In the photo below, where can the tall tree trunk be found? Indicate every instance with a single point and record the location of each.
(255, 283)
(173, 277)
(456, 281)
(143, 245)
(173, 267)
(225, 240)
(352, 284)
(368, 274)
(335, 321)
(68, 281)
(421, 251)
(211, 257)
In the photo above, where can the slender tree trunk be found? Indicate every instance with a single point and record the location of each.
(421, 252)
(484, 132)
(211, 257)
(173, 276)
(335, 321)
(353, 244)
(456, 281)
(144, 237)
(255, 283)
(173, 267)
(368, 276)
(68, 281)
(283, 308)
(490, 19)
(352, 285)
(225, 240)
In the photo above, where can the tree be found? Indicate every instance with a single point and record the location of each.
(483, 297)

==

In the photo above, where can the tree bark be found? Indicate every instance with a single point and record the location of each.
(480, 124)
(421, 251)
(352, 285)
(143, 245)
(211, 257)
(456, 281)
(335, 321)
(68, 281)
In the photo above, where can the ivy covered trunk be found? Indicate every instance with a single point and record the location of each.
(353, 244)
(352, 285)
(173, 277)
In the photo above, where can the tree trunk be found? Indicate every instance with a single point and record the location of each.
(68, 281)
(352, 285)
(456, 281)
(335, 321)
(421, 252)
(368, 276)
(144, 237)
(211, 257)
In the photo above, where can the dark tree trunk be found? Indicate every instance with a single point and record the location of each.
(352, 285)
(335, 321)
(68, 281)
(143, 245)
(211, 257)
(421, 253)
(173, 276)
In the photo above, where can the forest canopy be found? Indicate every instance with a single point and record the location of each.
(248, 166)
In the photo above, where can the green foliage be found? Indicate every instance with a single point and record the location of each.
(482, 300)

...

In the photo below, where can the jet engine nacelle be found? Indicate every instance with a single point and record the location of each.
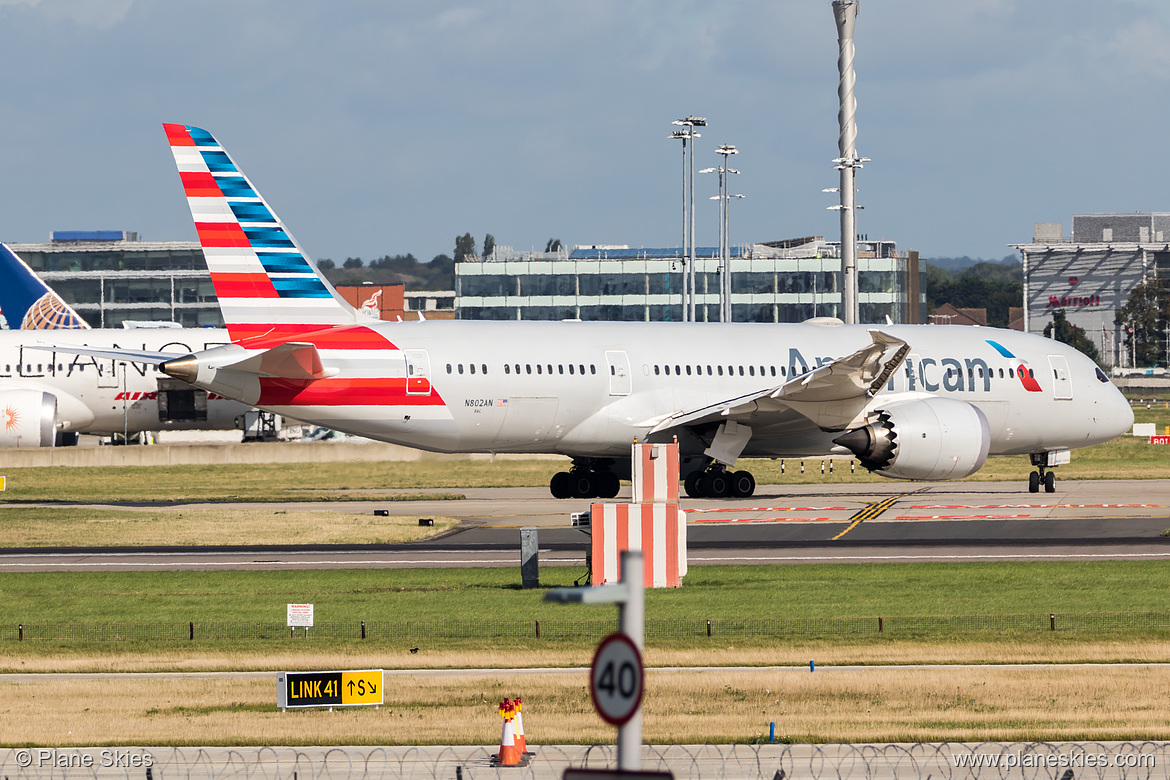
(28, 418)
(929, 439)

-- What you should do --
How many lines in the entries above contain the word "below", with case counting? Reply with the number only.

-- Solution to the exercise --
2